• EXERCISE DIRECTIONS:
Reproduce the material below word for word, leaving out any pictures.

Source data
______________________________
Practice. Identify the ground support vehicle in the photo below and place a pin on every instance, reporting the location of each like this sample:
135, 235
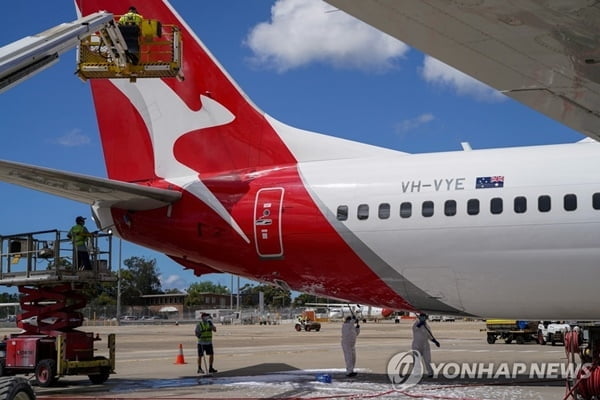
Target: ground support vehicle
307, 326
52, 293
50, 356
552, 332
509, 330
______________________________
• THE REPLY:
Practice. Identify the ground support vehicle in the photo below and place a pin on every instance, reporting the location of each like this sample:
135, 235
Target: ground support vehicle
307, 326
52, 293
50, 356
552, 332
509, 330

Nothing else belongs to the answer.